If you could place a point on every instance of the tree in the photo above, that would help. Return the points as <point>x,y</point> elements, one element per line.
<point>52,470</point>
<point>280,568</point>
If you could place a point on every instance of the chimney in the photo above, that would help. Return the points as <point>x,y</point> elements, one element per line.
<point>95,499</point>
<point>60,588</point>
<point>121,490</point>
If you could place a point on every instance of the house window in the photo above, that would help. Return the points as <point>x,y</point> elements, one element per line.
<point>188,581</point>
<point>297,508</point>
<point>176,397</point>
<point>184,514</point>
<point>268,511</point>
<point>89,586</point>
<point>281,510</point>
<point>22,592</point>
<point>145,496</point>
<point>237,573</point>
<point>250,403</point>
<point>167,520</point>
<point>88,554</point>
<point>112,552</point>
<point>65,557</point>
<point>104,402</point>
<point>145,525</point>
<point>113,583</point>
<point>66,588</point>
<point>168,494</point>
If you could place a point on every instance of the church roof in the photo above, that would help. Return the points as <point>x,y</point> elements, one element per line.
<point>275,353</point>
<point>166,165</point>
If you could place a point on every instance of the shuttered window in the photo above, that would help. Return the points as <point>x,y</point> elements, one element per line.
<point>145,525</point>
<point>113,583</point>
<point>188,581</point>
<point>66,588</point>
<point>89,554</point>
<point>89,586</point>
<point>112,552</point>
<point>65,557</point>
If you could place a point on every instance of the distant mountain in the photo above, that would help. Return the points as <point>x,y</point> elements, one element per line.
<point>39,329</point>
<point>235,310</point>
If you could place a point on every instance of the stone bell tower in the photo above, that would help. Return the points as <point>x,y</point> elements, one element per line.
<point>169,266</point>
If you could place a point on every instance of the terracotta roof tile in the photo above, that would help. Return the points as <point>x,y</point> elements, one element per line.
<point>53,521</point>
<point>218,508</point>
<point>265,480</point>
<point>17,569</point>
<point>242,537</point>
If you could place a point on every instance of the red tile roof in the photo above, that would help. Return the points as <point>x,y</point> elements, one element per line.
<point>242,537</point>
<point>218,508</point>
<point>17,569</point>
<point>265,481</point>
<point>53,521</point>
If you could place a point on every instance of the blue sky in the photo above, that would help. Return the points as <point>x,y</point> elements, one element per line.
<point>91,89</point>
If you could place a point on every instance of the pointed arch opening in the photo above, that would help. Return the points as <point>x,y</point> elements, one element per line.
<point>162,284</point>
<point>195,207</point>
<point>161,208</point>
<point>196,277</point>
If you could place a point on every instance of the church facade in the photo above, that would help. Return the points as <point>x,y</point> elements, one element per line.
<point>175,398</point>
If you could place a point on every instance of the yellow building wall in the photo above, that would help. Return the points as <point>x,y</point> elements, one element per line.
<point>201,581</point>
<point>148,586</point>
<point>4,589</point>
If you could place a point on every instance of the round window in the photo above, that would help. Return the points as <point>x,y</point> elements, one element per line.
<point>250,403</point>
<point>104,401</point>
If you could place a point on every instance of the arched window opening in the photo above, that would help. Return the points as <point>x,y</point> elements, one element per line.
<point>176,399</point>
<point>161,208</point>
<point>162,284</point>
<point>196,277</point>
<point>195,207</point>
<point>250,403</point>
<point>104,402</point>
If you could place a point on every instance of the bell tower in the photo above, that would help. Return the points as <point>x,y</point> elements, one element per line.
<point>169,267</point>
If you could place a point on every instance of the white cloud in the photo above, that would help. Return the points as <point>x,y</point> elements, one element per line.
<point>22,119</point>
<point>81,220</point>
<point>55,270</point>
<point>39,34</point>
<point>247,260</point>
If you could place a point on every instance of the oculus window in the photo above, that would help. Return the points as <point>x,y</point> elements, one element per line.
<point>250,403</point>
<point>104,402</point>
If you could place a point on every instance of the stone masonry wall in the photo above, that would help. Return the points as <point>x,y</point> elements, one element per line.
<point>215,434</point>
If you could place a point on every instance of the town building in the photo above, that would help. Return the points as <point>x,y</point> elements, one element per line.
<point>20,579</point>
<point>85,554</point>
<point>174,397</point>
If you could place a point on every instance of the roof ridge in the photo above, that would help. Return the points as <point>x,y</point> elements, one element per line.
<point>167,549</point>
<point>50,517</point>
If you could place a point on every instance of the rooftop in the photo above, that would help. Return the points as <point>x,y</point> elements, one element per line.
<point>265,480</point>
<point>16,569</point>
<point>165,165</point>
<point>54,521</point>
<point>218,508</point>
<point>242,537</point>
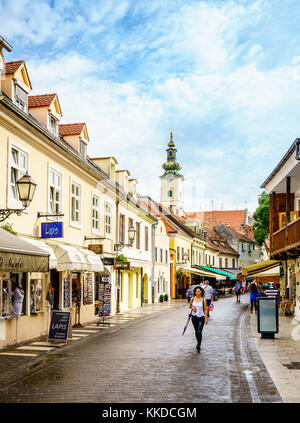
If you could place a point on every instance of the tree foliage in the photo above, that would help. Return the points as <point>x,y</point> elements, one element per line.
<point>261,217</point>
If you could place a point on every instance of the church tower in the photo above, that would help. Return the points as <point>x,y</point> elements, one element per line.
<point>172,181</point>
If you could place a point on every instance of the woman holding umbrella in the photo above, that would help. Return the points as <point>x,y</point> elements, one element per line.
<point>199,313</point>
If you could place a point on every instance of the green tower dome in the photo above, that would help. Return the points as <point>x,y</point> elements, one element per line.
<point>171,166</point>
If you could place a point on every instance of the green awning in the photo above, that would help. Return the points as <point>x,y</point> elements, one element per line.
<point>220,272</point>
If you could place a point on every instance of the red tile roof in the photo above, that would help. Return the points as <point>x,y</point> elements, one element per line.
<point>234,218</point>
<point>40,100</point>
<point>71,128</point>
<point>12,67</point>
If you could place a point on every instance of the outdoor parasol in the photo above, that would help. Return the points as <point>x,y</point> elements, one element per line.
<point>187,322</point>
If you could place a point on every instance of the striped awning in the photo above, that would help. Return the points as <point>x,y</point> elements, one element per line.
<point>259,267</point>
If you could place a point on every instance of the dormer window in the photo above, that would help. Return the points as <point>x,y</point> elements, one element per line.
<point>21,98</point>
<point>82,149</point>
<point>53,125</point>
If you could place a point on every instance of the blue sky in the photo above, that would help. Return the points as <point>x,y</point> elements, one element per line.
<point>224,75</point>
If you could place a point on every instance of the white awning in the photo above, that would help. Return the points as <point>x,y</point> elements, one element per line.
<point>202,273</point>
<point>93,260</point>
<point>69,258</point>
<point>43,246</point>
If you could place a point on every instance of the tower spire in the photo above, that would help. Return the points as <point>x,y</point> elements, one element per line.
<point>171,165</point>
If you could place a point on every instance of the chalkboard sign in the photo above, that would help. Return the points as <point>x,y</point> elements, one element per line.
<point>59,325</point>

────────────────────────────────────────

__Task__
Give the entries above again, exactly as written and free of images.

__Solution to this task__
If you could place a point on every instance of the tree in the photo above, that would help. Return the points as <point>x,y</point> elements, one element per line.
<point>52,470</point>
<point>280,568</point>
If you could place a point on every instance of the chimney in the photo above, that would help. Return the points as <point>x,y</point> elements, one element per line.
<point>95,499</point>
<point>60,588</point>
<point>121,490</point>
If you could place a point on every instance of the house window in the photo above, that would help. Return the points as <point>x,y</point> elements, one element per line.
<point>188,581</point>
<point>297,508</point>
<point>176,397</point>
<point>184,514</point>
<point>268,511</point>
<point>89,586</point>
<point>281,510</point>
<point>22,592</point>
<point>145,496</point>
<point>237,573</point>
<point>250,403</point>
<point>167,520</point>
<point>88,554</point>
<point>112,552</point>
<point>65,557</point>
<point>104,402</point>
<point>145,525</point>
<point>113,583</point>
<point>66,588</point>
<point>168,494</point>
If you could place a point on every instance of the church roof in the photo above, that would help. Return the points as <point>x,y</point> elements, one element per line.
<point>275,353</point>
<point>166,165</point>
If you could place a point on every instance of the shuttered window in the photo above, that would help. Return the points as <point>x,y</point> elements, one element per line.
<point>145,525</point>
<point>113,583</point>
<point>188,581</point>
<point>66,588</point>
<point>89,554</point>
<point>89,586</point>
<point>112,552</point>
<point>65,557</point>
If you could place a point on every instance of the distant mountain in the photo above, that would help. Return the points as <point>x,y</point> elements, one element per line.
<point>39,329</point>
<point>235,310</point>
If you could place a point on every instance of the stone bell tower in the photo above, that would help. Return the points as <point>x,y</point> elements, one element per line.
<point>169,266</point>
If you could place a point on every instance of the terracotta roof tile in the photo above, that would help. Return the points as <point>x,y</point> elements, one element per line.
<point>53,521</point>
<point>218,508</point>
<point>265,480</point>
<point>17,569</point>
<point>242,537</point>
If you could place a point on every instance of the red tile roof in the photo above, that would help. Return the points as <point>x,y</point> elements, one element per line.
<point>242,537</point>
<point>218,508</point>
<point>17,569</point>
<point>265,481</point>
<point>53,521</point>
If you could place a point on every instance of the blue sky in the photo above, that would help. Return the points as <point>x,y</point> elements, one element per line.
<point>91,89</point>
If you could place a point on every instance of the pointed arch opening in the photo above, that would help. Return the points as <point>x,y</point> elements, one element per line.
<point>162,284</point>
<point>195,207</point>
<point>161,208</point>
<point>196,277</point>
If you could place a point on every instance of the church facade in the photo above, that would help. Return the points as <point>x,y</point> elements, one element per line.
<point>175,398</point>
If you could place a point on every instance of the yellow building wall in the photo above, that would help. Return the points as <point>x,y</point> elements, one element per line.
<point>201,581</point>
<point>148,586</point>
<point>4,589</point>
If you could place a point on every instance of the round window in the photo above, that would help. Return the points as <point>x,y</point> elements, one element per line.
<point>250,403</point>
<point>104,401</point>
If you could place a point on every instance of the arched window opening in the photo above, that would help. Return the points as <point>x,y</point> elements, one element per line.
<point>176,399</point>
<point>161,208</point>
<point>162,284</point>
<point>196,277</point>
<point>195,207</point>
<point>250,403</point>
<point>104,402</point>
If you could place a point on every instance of the bell tower in the photo above, that would help. Return the points as <point>x,y</point> elements, one element per line.
<point>169,267</point>
If you could place a point on every instance of the white cloud in the photo above, that would help. Return the points as <point>x,y</point> elements, one element per line.
<point>22,119</point>
<point>81,220</point>
<point>55,270</point>
<point>39,34</point>
<point>247,260</point>
If you could place a point on every instance of the oculus window in the photo above, that would help. Return the points as <point>x,y</point> elements, one element per line.
<point>250,403</point>
<point>104,402</point>
If you could place a point on every instance of the stone masonry wall in the photo above, that would help. Return the points as <point>x,y</point> elements, one element per line.
<point>215,434</point>
If you could place a point on every instance of the town building in the photo above, that would help. Return the points as <point>x,y</point> elements, one element per line.
<point>20,579</point>
<point>85,554</point>
<point>174,397</point>
If you could place a point on every instance of the roof ridge in the photo above, that would help. Return the points as <point>x,y</point> elements, one element per line.
<point>167,549</point>
<point>50,517</point>
If you could place a point on every instance of the rooftop in the photo above, that would help. Return the points as <point>x,y</point> elements, one element per line.
<point>265,480</point>
<point>16,569</point>
<point>165,165</point>
<point>54,521</point>
<point>218,508</point>
<point>242,537</point>
If you could place a point on every instance of the tree foliage in the photo above, that would help. Return the points as <point>x,y</point> elements, one element per line.
<point>261,217</point>
If you could place a point on every instance of the church tower in the photo above, that would help. Return the points as <point>x,y</point> elements, one element per line.
<point>172,181</point>
If you could place a point on every instance of the woman holding umbrella in the photo above, that would help. Return the points as <point>x,y</point> elements, one element per line.
<point>199,313</point>
If you could place a point on every instance of the green tower dome in the photo above, that would help. Return the points as <point>x,y</point> elements, one element per line.
<point>171,166</point>
If you could place a point on every instance of the green awning in the photo above, that would help. Return the points as <point>x,y</point> elements, one element per line.
<point>220,272</point>
If you could place a point on every instance of the red tile roof in the photo above, that would help. Return the points as <point>x,y</point> elements, one element per line.
<point>234,218</point>
<point>40,100</point>
<point>71,128</point>
<point>12,67</point>
If you could place a point on every instance of the outdoor parasol in the photo above, that would help. Return the points as <point>x,y</point> elements, one element per line.
<point>187,322</point>
If you could place a point on every instance of the striped awning in the photo above, that would help. Return the points as <point>x,y</point> elements, one element per line.
<point>259,267</point>
If you could place a point on every instance of the dormer window in the photo above, that would help. Return the points as <point>x,y</point> elements, one element per line.
<point>21,98</point>
<point>82,149</point>
<point>53,125</point>
If you could place a point on every instance of the blue sky in the photo above, that would help. Return the points as <point>x,y</point> elements, one element per line.
<point>224,75</point>
If you could place a point on every instance of the white awning in the photo above, that would help. Return the points as <point>x,y</point> elements, one element per line.
<point>202,273</point>
<point>93,260</point>
<point>69,258</point>
<point>43,246</point>
If you could place a point on every instance of the tower spire in the photo above, that would help. Return the points as <point>x,y</point> elements, one element per line.
<point>171,165</point>
If you could place a point on every instance of the chalkboard sign in the photo above, that would help. Return the points as <point>x,y</point> elements, one element per line.
<point>59,325</point>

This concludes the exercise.